- **Provided text**:

From the HBD Archive
From: "Rad Equipment" <rad_equipment@rad-mac1.ucsf.EDU>
Subject: Oats, Bitter Dregs, Pins
Date: 1992-07-10 00:53:03 GMT

Subject: Oats, Bitter Dregs, Pins Time:7:48 AM Date:7/10/92
Steve Kennedy aske why you need other grains when mashing oats.

There are no enzymes in oats. You need the grain to supply these enzymes in
order to convert the starch into sugar. The only way to get around this would
be to use some enzyme extract, like koji, to convert the oat starch. If you
have a local supplier of such an extract, try it. Otherwise just follow the 1
to 1 recipe I stated previously. When I was doing extracts I would mash all my
specialty grains with the oats so my mini-mash looked like this:

1lb oats
.5lb roasted
.5lb black patent
2lb 2 or 6 row
1 to 1.5 gallon water
bring mash to 155 degrees and hold for 1 hour. Pour grains into colander and
rinse with an equal amount of water at 170 degrees. Add extract to this liquid
and bring to maximum volume for your kettle for the boil.

I never found the contribution of fermentables from such an oat mash to be
significant enough to alter the basic extract recipe. My stouts tend to hang
around the 1.055 - 1.060 range so I would target the lower number based on the
extract and take the mash sugar as "gravy".

- **Material shown**:
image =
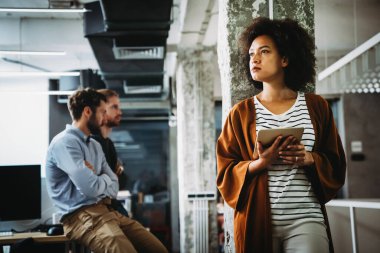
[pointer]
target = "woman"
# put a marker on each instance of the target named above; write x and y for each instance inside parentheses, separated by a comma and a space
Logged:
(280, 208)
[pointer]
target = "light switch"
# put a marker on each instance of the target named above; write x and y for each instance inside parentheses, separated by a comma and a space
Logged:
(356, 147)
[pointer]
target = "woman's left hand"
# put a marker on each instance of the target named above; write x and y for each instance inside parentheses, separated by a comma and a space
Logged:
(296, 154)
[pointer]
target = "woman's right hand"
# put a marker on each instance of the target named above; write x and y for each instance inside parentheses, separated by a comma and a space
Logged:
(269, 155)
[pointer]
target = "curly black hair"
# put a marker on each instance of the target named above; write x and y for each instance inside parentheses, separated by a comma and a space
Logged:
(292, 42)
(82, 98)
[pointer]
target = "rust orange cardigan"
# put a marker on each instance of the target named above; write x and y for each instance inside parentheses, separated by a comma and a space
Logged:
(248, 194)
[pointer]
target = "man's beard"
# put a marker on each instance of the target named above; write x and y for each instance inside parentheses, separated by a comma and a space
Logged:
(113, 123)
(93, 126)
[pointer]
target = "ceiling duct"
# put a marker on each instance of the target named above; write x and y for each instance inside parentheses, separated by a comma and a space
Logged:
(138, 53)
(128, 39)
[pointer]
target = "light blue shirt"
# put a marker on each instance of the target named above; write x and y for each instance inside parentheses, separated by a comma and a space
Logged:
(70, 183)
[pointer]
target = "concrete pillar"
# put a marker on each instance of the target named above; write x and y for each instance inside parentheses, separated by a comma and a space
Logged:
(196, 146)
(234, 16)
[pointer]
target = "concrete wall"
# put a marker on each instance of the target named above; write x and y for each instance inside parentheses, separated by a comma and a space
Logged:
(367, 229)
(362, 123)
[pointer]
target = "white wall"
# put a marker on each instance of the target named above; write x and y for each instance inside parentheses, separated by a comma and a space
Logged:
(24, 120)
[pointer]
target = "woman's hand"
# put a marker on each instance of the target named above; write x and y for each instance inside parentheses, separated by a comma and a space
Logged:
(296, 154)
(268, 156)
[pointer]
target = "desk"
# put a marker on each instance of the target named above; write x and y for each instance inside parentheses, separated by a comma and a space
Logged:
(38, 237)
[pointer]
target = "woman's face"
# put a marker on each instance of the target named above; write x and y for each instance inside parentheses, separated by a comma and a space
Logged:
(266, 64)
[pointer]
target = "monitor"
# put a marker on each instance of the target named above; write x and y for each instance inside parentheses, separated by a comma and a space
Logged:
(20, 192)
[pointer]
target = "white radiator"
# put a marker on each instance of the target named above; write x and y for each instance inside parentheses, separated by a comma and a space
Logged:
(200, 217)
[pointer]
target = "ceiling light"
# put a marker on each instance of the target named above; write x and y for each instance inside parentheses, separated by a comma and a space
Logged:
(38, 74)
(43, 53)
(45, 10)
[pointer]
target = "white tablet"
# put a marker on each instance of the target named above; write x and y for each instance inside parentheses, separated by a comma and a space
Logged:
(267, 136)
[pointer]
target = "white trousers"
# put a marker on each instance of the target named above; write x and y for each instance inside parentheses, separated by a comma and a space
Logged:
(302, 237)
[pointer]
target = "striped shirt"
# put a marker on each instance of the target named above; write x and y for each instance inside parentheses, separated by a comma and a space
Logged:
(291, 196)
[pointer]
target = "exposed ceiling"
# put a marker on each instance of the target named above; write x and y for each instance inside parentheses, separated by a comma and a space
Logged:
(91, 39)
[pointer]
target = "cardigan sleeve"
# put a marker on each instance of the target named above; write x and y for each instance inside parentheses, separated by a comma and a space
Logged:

- **Exercise instructions**:
- 1) In the oat mash post, reproduce the passage starting at "From the HBD" and ending at "when mashing oats.".
- 2) Answer these from the oat mash post, giving each answer on its own line with its matching letter:
(a) To what temperature is the mash brought, and for how long is it held?
(b) What enzyme extract does the post name as an example?
(c) In what gravity range do the writer's stouts tend to fall?
- 3) Write what comes next in the oat mash post, picking up after its final sentence.

- **Answers by item number**:
- 1)
From the HBD Archive
From: "Rad Equipment" <rad_equipment@rad-mac1.ucsf.EDU>
Subject: Oats, Bitter Dregs, Pins
Date: 1992-07-10 00:53:03 GMT

Subject: Oats, Bitter Dregs, Pins Time:7:48 AM Date:7/10/92
Steve Kennedy aske why you need other grains when mashing oats.

- 2)
(a) 155 degrees, held for 1 hour
(b) Koji
(c) 1.055 - 1.060

- 3)
There may be no advantage to "mashing" specialty grains when used with
extracts, however I never liked the idea of adding specialty grains to the
kettle and then fishing them out prior to adding the extract. I knew I wouldn't
be able to remove all the grains and don't like boiling them. I always steeped
my specialty grains in 150+ degree water for 30 minutes or so then rinsed them
into the kettle. Doing the actual mashing was a painless step to take and just
added another 30 minutes to my session.

I have never tried diastatic syrup so I can't speak to its benefits. If "pale
malt" (as in British Pale) is to be your adjunct you shouldn't need the DMS as
pale malt will supply sufficient enzymes to mash itself.

On another topic:

Douglas DeMers talks about his "bitter dregs" and says:

>Additional 1 gallon of sparge was prepared when gravity of runnings
>was so high. Even after an addition gallon of sparge, the runnings
>were high, IMO. The little red worms in the compost heap were happy,
>though! Next time, I'll use more gypsum to bring the ph down to 5.7!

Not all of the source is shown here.